- _What the task requires_
Reproduce the article below on the song "Sad Dance" in its entirety, without any alteration.

- _Extract to read_
>>>>>

Song by Artik & Asti feat. Artyom Kacher
- Language: Russian
- Released: February 14, 2019
- Length: 3:37
- Label: Warner Music Russia

= Sad Dance (song) =

2019 song by Artik & Asti

"Sad Dance" (Russian: Грустный дэнс) is a song by Ukrainian pop-group Artik & Asti featuring Russian singer Artyom Kacher, released on 14 February 2019 through the label Warner Music Group. The song debuted on the group's EP 7 (Part 1).

== Music video ==
On 29 March 2019, a music video for the song was released. The Internet edition of ТНТ Music placed the video at 11th for best videos of 2019.

== Success ==
After its release, the song began increasing in popularity, landing on many charts.

<<<<<

- _Extracted information_
>>>>>

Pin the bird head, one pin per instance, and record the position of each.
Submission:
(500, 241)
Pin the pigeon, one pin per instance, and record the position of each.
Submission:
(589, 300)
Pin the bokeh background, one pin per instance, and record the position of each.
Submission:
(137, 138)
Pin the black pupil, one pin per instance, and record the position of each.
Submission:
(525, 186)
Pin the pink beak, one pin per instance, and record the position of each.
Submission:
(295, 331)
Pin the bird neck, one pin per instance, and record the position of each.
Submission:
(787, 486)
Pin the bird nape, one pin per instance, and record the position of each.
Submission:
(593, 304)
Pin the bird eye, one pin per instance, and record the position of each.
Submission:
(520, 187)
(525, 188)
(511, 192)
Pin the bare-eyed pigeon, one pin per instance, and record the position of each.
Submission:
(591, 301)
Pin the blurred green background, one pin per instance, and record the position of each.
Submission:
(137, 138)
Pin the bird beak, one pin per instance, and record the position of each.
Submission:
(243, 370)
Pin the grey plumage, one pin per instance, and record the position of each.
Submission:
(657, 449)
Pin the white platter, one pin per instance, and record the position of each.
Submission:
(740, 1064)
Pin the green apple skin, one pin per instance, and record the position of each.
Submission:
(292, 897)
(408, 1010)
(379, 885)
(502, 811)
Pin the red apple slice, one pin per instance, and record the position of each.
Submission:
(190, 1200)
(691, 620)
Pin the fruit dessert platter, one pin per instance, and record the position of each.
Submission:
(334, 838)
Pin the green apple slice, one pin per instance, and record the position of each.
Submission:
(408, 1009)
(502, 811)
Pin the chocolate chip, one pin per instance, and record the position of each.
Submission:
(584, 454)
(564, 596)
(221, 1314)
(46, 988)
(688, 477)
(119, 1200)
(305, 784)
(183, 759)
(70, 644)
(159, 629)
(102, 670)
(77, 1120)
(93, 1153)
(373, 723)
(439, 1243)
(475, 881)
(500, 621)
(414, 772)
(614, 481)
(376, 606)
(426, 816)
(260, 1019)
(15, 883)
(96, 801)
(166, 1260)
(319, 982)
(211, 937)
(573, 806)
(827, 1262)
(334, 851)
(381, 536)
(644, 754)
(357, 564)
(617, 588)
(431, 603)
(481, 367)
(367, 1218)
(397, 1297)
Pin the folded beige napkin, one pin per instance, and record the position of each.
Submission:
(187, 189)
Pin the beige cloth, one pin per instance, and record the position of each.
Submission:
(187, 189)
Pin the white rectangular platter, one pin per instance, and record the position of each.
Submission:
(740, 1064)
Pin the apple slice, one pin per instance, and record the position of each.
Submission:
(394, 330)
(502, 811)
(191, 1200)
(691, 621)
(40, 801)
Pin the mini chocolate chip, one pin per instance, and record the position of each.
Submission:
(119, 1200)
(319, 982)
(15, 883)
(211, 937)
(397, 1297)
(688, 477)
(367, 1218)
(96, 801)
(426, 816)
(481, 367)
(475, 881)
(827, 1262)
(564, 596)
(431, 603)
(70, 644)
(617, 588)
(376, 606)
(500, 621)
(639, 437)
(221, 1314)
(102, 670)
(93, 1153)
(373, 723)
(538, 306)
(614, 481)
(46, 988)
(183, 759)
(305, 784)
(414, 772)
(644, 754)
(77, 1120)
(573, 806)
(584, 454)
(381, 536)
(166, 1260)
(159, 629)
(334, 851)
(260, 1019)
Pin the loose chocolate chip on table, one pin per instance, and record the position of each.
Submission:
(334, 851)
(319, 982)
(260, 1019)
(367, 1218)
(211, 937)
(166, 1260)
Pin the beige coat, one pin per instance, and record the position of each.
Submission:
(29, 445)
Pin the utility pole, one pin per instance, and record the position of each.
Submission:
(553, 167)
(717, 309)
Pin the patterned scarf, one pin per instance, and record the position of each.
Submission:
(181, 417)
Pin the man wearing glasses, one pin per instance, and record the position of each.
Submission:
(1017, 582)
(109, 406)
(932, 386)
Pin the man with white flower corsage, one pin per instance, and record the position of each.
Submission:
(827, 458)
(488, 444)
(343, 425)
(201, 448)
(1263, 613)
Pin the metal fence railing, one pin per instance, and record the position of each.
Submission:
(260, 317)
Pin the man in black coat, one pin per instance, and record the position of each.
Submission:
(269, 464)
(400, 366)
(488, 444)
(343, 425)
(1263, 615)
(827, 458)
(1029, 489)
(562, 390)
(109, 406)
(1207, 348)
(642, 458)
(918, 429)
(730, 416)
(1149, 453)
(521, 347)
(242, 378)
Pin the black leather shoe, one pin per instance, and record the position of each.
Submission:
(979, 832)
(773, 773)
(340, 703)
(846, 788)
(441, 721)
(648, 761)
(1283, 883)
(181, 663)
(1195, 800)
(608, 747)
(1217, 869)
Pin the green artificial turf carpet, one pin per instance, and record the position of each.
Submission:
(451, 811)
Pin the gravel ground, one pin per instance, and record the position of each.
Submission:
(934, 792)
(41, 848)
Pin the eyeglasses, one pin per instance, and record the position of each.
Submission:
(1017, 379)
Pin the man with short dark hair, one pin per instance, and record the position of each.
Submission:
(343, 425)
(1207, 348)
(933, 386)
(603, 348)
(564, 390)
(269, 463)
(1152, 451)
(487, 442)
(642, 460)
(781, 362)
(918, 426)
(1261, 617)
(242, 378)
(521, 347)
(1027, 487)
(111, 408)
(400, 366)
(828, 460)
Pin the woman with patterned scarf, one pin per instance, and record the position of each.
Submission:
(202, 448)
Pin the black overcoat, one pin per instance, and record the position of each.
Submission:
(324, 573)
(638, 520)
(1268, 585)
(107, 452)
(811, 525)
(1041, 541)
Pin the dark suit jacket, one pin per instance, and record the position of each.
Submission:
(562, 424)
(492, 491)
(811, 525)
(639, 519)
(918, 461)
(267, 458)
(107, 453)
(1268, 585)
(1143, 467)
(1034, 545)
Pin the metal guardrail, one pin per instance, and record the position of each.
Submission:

<<<<<

- _Full answer_
Song by Artik & Asti feat. Artyom Kacher
- Language: Russian
- Released: February 14, 2019
- Length: 3:37
- Label: Warner Music Russia

= Sad Dance (song) =

2019 song by Artik & Asti

"Sad Dance" (Russian: Грустный дэнс) is a song by Ukrainian pop-group Artik & Asti featuring Russian singer Artyom Kacher, released on 14 February 2019 through the label Warner Music Group. The song debuted on the group's EP 7 (Part 1).

== Music video ==
On 29 March 2019, a music video for the song was released. The Internet edition of ТНТ Music placed the video at 11th for best videos of 2019.

== Success ==
After its release, the song began increasing in popularity, landing on many charts.